* Goal of the exercise *
Which lines in the records below contain the word "claw"? Select and copy every one of them.

━━━━━ Source records ━━━━━

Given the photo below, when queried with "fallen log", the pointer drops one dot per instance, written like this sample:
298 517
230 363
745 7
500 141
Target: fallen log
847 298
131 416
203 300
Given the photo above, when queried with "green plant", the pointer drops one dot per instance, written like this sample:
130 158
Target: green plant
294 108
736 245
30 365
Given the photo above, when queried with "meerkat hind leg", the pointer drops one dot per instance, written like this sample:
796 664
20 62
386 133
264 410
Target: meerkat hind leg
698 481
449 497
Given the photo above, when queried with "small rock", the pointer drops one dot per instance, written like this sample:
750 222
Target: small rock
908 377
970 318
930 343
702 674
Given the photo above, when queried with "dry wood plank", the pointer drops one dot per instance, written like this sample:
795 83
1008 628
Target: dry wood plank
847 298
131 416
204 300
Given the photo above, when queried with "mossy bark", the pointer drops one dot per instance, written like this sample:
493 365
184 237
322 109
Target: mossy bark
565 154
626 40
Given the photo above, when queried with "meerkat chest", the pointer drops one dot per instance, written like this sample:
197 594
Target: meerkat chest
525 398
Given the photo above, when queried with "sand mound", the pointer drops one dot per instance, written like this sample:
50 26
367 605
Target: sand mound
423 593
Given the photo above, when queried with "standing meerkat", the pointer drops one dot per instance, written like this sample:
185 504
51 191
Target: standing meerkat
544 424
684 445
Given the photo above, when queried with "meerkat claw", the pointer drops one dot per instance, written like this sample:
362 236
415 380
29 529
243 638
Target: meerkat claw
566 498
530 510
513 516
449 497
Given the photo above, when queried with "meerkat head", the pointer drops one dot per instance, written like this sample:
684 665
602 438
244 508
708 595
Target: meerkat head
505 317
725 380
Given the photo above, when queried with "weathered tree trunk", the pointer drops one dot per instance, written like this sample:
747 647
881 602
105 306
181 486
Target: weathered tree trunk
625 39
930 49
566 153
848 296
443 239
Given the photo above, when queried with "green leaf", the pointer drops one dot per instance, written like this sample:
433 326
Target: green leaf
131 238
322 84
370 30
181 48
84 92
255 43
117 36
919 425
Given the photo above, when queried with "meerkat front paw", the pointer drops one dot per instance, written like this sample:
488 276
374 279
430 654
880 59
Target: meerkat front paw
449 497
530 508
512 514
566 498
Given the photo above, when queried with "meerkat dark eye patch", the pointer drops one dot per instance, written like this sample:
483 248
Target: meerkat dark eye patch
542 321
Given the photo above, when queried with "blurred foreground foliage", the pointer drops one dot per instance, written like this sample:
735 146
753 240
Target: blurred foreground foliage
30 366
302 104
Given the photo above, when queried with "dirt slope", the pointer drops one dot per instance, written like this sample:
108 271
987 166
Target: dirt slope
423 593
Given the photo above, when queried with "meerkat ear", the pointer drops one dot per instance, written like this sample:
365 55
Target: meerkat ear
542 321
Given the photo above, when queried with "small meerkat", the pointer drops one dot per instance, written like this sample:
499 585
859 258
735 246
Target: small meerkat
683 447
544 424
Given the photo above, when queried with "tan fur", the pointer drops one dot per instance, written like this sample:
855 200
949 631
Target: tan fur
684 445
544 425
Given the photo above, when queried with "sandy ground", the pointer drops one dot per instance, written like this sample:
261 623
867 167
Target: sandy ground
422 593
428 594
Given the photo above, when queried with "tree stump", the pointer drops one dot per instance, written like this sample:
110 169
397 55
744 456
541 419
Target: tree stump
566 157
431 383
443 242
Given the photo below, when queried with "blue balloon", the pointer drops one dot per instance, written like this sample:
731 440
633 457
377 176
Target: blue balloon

━━━━━
━━━━━ Source records ━━━━━

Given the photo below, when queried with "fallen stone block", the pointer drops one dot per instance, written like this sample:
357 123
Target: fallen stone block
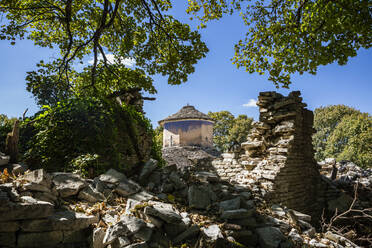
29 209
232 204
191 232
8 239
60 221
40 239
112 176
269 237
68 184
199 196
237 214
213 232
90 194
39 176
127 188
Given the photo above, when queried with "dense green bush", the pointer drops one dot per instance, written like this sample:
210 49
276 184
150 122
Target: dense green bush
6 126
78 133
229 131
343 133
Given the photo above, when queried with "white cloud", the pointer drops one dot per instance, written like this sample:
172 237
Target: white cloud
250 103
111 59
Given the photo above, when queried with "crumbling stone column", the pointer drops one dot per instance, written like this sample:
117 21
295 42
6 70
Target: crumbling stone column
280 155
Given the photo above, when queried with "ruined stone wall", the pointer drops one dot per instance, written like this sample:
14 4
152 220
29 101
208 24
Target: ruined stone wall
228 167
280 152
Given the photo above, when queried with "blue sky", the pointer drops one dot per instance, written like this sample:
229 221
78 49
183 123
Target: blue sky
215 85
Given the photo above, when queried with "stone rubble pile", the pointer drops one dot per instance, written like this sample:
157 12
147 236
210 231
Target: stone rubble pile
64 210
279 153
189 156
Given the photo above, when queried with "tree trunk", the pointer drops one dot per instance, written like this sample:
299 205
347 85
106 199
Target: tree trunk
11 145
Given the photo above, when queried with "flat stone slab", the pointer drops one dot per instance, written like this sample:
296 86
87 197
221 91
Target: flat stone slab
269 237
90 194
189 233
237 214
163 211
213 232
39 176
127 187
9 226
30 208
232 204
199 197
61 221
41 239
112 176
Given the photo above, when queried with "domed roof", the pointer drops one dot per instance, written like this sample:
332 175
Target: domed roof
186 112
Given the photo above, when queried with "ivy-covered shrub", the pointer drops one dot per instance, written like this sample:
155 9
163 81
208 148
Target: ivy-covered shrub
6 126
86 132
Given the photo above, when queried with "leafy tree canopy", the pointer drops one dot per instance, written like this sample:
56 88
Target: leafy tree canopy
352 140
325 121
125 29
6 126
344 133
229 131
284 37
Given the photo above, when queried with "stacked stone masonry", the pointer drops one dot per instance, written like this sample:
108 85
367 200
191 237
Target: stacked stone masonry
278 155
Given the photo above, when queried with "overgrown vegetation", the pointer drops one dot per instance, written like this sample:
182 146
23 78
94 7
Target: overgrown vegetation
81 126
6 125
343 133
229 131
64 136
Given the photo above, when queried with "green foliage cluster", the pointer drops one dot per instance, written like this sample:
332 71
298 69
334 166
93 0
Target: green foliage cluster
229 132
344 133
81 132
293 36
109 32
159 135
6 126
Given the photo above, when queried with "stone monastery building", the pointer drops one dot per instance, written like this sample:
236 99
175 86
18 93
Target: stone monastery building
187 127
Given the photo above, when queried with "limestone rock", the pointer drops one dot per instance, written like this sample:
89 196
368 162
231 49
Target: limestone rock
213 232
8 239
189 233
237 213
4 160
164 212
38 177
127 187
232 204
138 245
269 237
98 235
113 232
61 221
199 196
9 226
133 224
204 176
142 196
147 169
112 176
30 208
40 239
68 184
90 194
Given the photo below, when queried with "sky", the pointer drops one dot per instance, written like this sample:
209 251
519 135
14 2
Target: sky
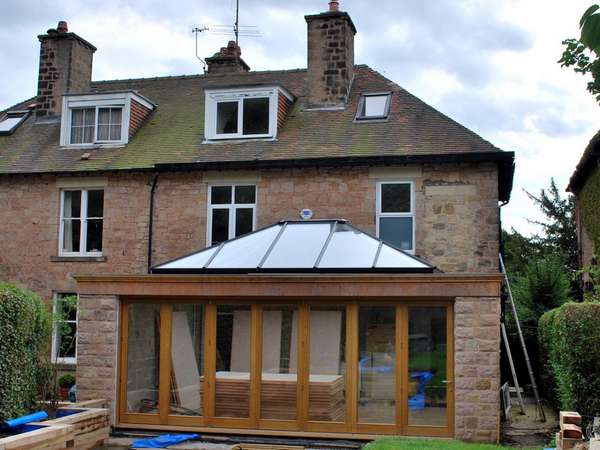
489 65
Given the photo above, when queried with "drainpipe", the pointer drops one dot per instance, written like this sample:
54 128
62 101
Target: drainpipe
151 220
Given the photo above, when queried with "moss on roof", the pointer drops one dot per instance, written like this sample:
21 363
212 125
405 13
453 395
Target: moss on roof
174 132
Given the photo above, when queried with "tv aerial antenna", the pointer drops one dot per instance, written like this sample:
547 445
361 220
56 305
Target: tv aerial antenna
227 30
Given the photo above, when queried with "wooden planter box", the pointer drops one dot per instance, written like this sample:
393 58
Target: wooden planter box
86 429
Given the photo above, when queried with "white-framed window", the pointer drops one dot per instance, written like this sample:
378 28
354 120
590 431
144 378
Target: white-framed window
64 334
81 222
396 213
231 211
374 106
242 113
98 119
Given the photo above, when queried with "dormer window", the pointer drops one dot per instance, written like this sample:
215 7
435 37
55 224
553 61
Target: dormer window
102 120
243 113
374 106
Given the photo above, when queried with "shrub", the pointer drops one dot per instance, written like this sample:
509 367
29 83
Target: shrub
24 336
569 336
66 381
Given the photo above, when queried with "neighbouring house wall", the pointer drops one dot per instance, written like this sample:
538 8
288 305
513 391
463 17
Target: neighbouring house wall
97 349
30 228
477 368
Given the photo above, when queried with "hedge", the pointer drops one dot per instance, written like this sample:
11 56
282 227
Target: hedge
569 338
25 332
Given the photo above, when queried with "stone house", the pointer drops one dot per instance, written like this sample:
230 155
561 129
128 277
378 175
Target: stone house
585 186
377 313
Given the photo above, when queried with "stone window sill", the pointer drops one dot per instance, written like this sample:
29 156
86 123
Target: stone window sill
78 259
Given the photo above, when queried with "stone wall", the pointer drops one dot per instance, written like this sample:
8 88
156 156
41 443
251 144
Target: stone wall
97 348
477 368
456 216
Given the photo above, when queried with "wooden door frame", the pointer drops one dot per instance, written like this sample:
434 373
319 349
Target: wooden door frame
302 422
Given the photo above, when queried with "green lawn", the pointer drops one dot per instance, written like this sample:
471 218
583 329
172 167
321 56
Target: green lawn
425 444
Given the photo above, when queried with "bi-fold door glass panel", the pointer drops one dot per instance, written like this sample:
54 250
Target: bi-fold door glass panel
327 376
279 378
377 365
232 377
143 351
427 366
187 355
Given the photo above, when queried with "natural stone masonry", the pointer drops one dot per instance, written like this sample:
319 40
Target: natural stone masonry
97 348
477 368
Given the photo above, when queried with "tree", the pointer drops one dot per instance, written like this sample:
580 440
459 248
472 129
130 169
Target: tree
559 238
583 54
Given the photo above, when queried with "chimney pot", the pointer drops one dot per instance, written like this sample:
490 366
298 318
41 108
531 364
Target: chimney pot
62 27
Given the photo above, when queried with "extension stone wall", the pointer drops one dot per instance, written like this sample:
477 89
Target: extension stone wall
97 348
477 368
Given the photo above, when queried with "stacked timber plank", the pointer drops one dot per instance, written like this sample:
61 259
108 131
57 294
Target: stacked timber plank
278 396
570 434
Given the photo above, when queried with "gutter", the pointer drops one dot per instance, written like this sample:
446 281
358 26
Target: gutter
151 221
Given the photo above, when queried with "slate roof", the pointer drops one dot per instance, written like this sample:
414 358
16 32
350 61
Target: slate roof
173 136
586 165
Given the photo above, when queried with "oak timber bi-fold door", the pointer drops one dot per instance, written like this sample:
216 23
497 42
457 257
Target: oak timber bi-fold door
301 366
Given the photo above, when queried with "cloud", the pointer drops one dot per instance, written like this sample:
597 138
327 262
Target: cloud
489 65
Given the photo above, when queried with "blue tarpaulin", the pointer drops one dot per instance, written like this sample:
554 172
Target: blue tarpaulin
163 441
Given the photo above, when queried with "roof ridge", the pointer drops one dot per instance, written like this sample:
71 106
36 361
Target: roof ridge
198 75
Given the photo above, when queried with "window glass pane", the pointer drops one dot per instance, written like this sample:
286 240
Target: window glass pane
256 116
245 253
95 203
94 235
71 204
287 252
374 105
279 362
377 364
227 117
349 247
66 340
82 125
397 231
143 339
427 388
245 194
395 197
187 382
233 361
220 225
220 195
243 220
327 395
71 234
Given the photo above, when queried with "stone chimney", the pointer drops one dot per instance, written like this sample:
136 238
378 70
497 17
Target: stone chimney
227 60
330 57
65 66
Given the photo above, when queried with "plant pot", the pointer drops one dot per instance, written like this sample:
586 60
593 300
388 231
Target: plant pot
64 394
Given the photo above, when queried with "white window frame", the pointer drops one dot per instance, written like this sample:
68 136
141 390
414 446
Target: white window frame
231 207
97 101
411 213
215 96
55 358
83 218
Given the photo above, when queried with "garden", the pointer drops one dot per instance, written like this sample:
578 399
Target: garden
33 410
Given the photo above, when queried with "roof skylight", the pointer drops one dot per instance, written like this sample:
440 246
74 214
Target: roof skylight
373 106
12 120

━━━━━

* Exercise result *
Given the photo above, when queried with "meerkat claw", the pointer drops one dot per instance, written like this sample:
Target: meerkat claw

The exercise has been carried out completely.